Although the NSB task force had considered eliminating the broader impacts criterion altogether, ultimately it decided to keep both criteria—intellectual merit and broader impacts—because they exemplify the goals for the agency, Leshner says.
But the task force did aim to clear up confusion about broader impacts by outlining specific questions reviewers should ask—the same questions that they use to evaluate intellectual merit. “Most of the surrounding principles are the same,” Leshner says. “The report speaks to the importance of quality and a commitment to broader impacts.”
Although NSF is clarifying the broader impacts criterion, Tornow acknowledges that scientists may still be unsure how they should evaluate their work’s broader impacts, which is one of the questions reviewers will use to examine their grants. Tornow suggests that grantees think of evaluating broader impacts in the same way they think of evaluating their own research.
····················
**Required action 1:** Print the stretch of the NSF broader impacts text from "But the task" through "their own research.".
**Required action 2:** Give what follows in the NSF broader impacts text, picking up after its last sentence.
The material that comes after this text is not needed for what is asked here.
····················
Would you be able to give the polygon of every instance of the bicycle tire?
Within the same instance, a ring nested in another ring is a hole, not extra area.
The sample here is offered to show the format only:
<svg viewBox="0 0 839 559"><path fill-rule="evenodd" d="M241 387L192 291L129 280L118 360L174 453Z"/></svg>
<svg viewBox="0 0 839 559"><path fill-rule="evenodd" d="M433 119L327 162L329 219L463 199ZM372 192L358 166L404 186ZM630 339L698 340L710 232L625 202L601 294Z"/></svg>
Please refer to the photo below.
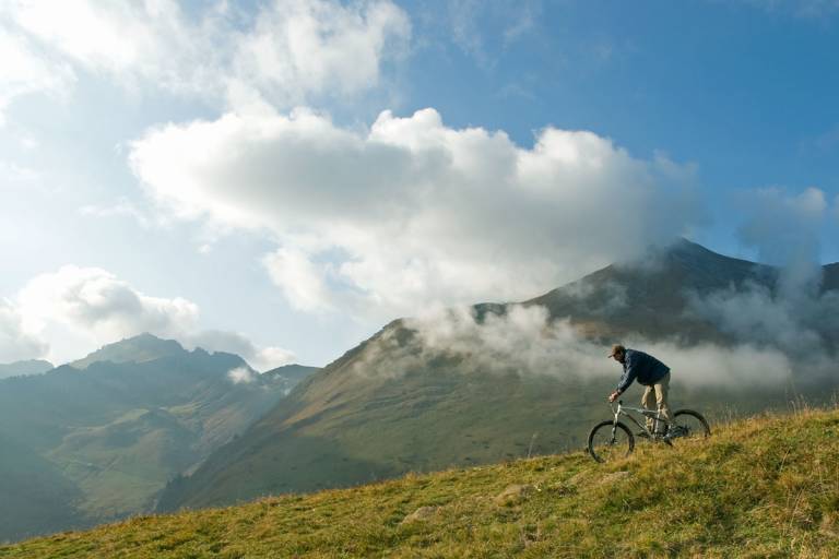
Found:
<svg viewBox="0 0 839 559"><path fill-rule="evenodd" d="M612 427L614 426L614 433ZM623 432L626 436L626 442L616 439L617 433ZM601 441L605 441L602 444ZM610 449L616 449L616 452L610 452ZM621 449L626 448L624 453ZM635 449L635 437L633 431L621 421L601 421L589 432L588 451L596 462L605 463L612 460L622 459L633 453Z"/></svg>
<svg viewBox="0 0 839 559"><path fill-rule="evenodd" d="M680 417L682 418L681 420ZM685 435L674 437L676 439L707 439L711 436L711 428L708 426L705 416L699 412L694 412L693 409L678 409L673 414L673 423L686 432Z"/></svg>

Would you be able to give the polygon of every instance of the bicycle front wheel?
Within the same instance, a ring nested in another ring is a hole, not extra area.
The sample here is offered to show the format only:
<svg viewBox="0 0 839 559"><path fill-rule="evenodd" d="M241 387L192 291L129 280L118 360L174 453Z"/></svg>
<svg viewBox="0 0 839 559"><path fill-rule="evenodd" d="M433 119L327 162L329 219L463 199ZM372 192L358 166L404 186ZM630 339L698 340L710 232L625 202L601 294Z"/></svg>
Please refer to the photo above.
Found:
<svg viewBox="0 0 839 559"><path fill-rule="evenodd" d="M680 409L674 413L673 425L675 428L672 438L705 439L711 435L711 428L702 414L693 409Z"/></svg>
<svg viewBox="0 0 839 559"><path fill-rule="evenodd" d="M589 433L589 454L605 463L628 456L635 449L633 432L621 421L603 421Z"/></svg>

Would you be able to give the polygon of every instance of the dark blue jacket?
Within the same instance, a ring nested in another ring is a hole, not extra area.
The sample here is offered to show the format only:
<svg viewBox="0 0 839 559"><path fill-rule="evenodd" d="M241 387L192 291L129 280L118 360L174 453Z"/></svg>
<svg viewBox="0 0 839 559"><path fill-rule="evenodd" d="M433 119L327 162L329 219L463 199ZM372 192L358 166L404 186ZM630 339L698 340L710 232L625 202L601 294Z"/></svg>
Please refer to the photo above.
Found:
<svg viewBox="0 0 839 559"><path fill-rule="evenodd" d="M637 349L627 349L624 358L624 376L617 383L617 391L623 394L634 380L645 386L652 386L669 372L670 367L653 356Z"/></svg>

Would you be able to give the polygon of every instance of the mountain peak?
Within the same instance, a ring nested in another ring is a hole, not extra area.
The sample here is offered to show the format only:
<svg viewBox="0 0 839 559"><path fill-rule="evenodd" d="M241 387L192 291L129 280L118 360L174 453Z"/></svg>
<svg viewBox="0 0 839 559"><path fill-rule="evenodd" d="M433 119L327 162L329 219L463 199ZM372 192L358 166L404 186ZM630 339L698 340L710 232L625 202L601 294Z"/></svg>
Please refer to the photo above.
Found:
<svg viewBox="0 0 839 559"><path fill-rule="evenodd" d="M88 356L70 364L74 369L86 369L96 361L142 362L172 355L186 349L175 340L162 340L147 332L103 346Z"/></svg>

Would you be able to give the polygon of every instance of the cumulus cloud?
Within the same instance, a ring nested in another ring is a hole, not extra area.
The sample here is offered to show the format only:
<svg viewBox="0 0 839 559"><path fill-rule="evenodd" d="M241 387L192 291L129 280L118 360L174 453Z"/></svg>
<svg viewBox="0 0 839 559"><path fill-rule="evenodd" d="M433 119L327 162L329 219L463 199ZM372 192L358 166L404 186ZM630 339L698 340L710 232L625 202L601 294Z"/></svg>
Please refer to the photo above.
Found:
<svg viewBox="0 0 839 559"><path fill-rule="evenodd" d="M405 50L411 35L406 14L389 0L347 5L274 0L255 13L227 2L192 10L198 13L187 13L174 0L5 0L0 24L5 36L37 43L67 63L129 88L151 85L233 103L256 95L295 104L308 95L366 91L378 83L383 61ZM27 51L19 45L12 52ZM12 84L0 86L0 103L3 88L22 95L55 86L60 74L32 63L37 61L32 56L25 60L12 67L25 68L25 75L13 73L0 82Z"/></svg>
<svg viewBox="0 0 839 559"><path fill-rule="evenodd" d="M24 329L17 306L0 298L0 362L40 358L48 349L45 341Z"/></svg>
<svg viewBox="0 0 839 559"><path fill-rule="evenodd" d="M367 131L228 114L149 130L130 164L181 217L272 231L264 263L296 307L377 318L530 297L702 219L689 165L555 128L524 148L434 109Z"/></svg>
<svg viewBox="0 0 839 559"><path fill-rule="evenodd" d="M397 377L424 370L439 357L451 358L463 372L546 374L564 378L610 378L621 368L606 359L606 347L587 340L567 320L550 319L541 306L511 306L505 314L478 319L473 308L434 309L404 321L414 331L405 343L395 330L368 346L355 365L359 374ZM790 378L792 367L780 350L752 344L684 347L666 341L628 340L677 371L693 388L772 386ZM824 366L824 364L822 364Z"/></svg>
<svg viewBox="0 0 839 559"><path fill-rule="evenodd" d="M173 336L198 321L193 302L144 295L97 267L68 265L42 274L23 288L19 300L34 326L57 321L107 342L141 332Z"/></svg>
<svg viewBox="0 0 839 559"><path fill-rule="evenodd" d="M287 349L257 346L238 332L200 330L199 314L198 305L187 299L152 297L105 270L68 265L36 276L14 306L0 308L0 359L12 354L43 356L46 345L39 340L56 326L62 337L79 341L75 353L61 355L59 361L143 332L187 347L234 353L261 370L294 359Z"/></svg>

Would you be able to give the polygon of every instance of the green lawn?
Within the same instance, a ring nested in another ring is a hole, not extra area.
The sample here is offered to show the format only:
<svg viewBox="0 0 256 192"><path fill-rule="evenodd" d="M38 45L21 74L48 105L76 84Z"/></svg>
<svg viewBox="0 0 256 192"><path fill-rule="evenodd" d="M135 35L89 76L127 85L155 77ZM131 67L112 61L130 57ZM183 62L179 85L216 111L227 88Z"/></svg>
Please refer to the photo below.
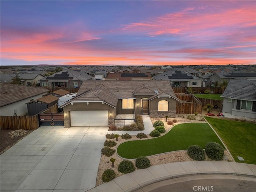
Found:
····················
**Written reply 1:**
But the task force did aim to clear up confusion about broader impacts by outlining specific questions reviewers should ask—the same questions that they use to evaluate intellectual merit. “Most of the surrounding principles are the same,” Leshner says. “The report speaks to the importance of quality and a commitment to broader impacts.”
Although NSF is clarifying the broader impacts criterion, Tornow acknowledges that scientists may still be unsure how they should evaluate their work’s broader impacts, which is one of the questions reviewers will use to examine their grants. Tornow suggests that grantees think of evaluating broader impacts in the same way they think of evaluating their own research.

**Written reply 2:**
For example, NSF is not asking a researcher to know whether the curriculum he or she is developing leads students to win Nobel Prizes 20 years from now, she explained. But there should be some way to conduct a basic evaluation of how the students did.
UCSD’s Cohen is an advocate of broader impacts in general, and he has worked extensively on the broader impacts portion of his own NSF grants. But he wonders if the additional evaluation burden will make it too difficult to apply for NSF grants. “If you are going to add a much higher standard for broader impacts and make it a more onerous project, you need to increase the size of the awards,” he says.
One solution to make it simpler for scientists to meet the new broader impacts criterion, Cohen suggests, might be to allow principal investigators (PIs) to tie this piece of their grants to effective, already proven outreach programs.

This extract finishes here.